**Problema**
Reescreva como lista numerada as linhas que vão da que contém "Worker instructions: the category to annotate is brick" até o fim das entradas, ambas as pontas incluídas, deixando de fora as linhas em branco.

====

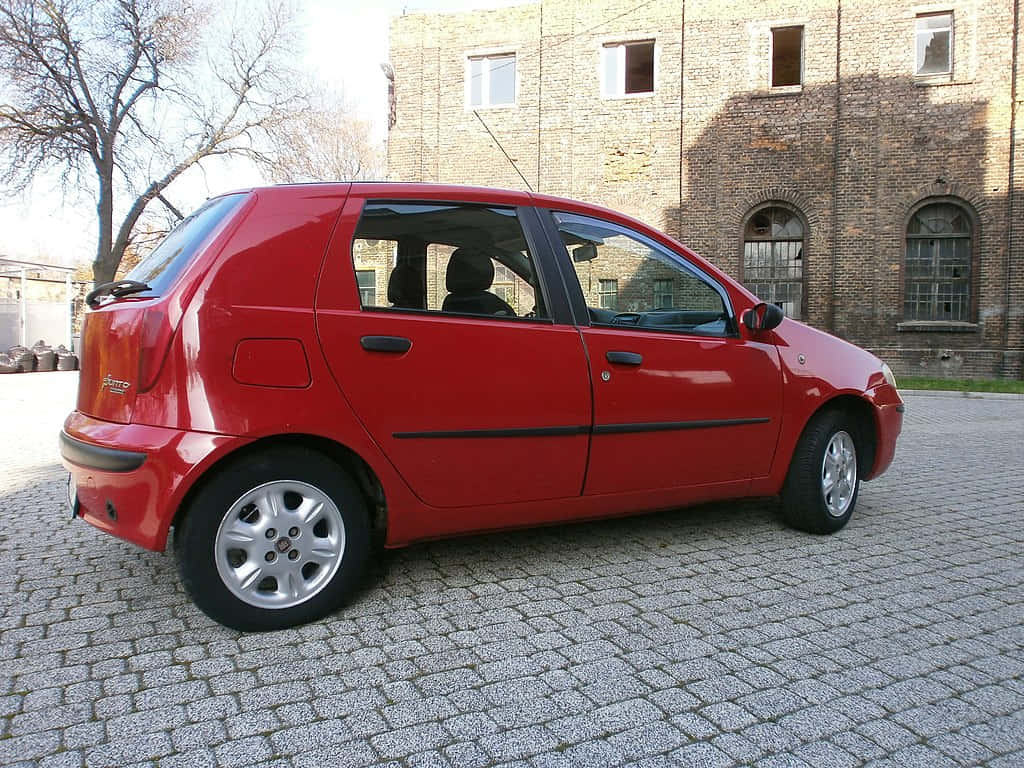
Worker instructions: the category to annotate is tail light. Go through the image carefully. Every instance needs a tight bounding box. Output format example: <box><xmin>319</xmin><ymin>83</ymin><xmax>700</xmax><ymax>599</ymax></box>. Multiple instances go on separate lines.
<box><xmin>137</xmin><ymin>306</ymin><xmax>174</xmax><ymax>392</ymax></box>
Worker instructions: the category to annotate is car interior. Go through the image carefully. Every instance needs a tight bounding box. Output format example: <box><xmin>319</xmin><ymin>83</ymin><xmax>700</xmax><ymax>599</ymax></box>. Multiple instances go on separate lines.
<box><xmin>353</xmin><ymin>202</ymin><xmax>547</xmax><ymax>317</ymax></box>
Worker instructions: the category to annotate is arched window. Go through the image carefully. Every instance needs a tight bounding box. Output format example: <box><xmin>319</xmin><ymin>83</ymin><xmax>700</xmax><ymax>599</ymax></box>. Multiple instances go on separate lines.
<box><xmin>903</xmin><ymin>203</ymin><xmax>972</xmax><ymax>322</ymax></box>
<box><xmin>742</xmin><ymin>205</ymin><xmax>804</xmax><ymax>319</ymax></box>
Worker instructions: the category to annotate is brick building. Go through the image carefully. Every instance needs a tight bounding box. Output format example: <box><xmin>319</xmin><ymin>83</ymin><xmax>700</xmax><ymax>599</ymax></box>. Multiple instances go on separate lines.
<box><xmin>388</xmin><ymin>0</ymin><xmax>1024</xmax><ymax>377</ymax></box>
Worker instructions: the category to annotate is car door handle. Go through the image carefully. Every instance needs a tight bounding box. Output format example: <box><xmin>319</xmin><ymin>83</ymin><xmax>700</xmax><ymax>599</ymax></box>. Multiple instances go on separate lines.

====

**Solução completa**
1. Worker instructions: the category to annotate is brick building. Go through the image carefully. Every instance needs a tight bounding box. Output format example: <box><xmin>319</xmin><ymin>83</ymin><xmax>700</xmax><ymax>599</ymax></box>. Multiple instances go on separate lines.
2. <box><xmin>388</xmin><ymin>0</ymin><xmax>1024</xmax><ymax>377</ymax></box>
3. Worker instructions: the category to annotate is car door handle. Go through the image carefully. Every instance needs a tight bounding box. Output format example: <box><xmin>319</xmin><ymin>83</ymin><xmax>700</xmax><ymax>599</ymax></box>. Multiple instances go on separate lines.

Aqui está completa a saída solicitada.